## begin Passage shown

I must confess that I am sometimes astonished by the moderation of Labour Members. There is nothing in the new clause that anyone could say was extreme or objectionable. We are not trying to direct. We are not even going as far as saying that it should be mandatory to use the vote. We have tried to make the new clause compatible with the duties and responsibilities outlined in the current legislation.

We have tried to make the new clause a harmonious proposition that fits in the Bill well and have tried to ensure that it is not something that would panic or frighten the horses. That is, perhaps, an unfair way to refer to Ministers, but I am sure that the House will understand the reference. When I am trying to persuade people, I always try to use language that they understand. I do not think that the Secretary of State is a horsey type, so I fear that he does not conform—but I cannot really be responsible for his individuality, in a Conservative sense. I did not use the word "peculiarity" as I thought that it might put him off.

I now return to the argument, from which I was temporarily diverted. The new clause is modest but not unimportant, and it deserves serious consideration. Although it is modest, it is sensible and very much fits in with the provisions contained in clause 35. Hon. Members who served on the Committee will remember that clause 35 deals with investment principles. It reads: The trustees of a trust scheme must secure that there is prepared, maintained and from time to time revised a written statement of the principles governing decisions about investments for the purposes of the scheme. It goes on to say that the statement must cover matters, which include the kind of investments to be held, the balance between different kinds of investments, risk, the expected return on investments, the realisation of investments, and such other matters as may be prescribed.

Given that there is to be a written statement, it seems to me that a positive attempt must therefore be made to formulate a coherent investment plan, that it is not unreasonable to say that, as part of that process—if one likes, not as an addendum but perhaps as a parallel to that process—those same trustees should consider how they will cast their votes in corporate governance and produce guidance as to the general position they will adopt in these matters. That seems to be absolutely reasonable. It will draw attention to the matter and encourage a positive approach. It will also give information, and these days we are all interested, rightly, in transparency and in allowing people who have an interest as potential or actual beneficiaries in a pension scheme to know how their funds are managed. It will give them an opportunity to assess how their affairs are run.

One of the reasons why we are picking out pension funds in this way, as opposed to other institutional investors, is that pension funds hold the money in trust for others. Trustees act on behalf of others, and a pension fund is a very important trust because it is a nest egg that, one hopes, will bring security in retirement. Surely, given those circumstances, it is not unreasonable to ask trustees to state their approach and to make that statement available to those who have a genuine interest.

## end Passage shown
## begin Provided material

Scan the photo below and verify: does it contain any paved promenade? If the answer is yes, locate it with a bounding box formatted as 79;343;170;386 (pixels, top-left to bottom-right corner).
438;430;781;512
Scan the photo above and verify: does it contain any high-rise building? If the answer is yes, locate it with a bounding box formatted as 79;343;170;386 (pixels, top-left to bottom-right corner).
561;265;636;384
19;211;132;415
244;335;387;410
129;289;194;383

## end Provided material

■ Challenge ■
Please print the speech on pension trustees' voting from "We have tried to make the new clause a" up to and including "put him off.".

■ Final result ■
We have tried to make the new clause a harmonious proposition that fits in the Bill well and have tried to ensure that it is not something that would panic or frighten the horses. That is, perhaps, an unfair way to refer to Ministers, but I am sure that the House will understand the reference. When I am trying to persuade people, I always try to use language that they understand. I do not think that the Secretary of State is a horsey type, so I fear that he does not conform—but I cannot really be responsible for his individuality, in a Conservative sense. I did not use the word "peculiarity" as I thought that it might put him off.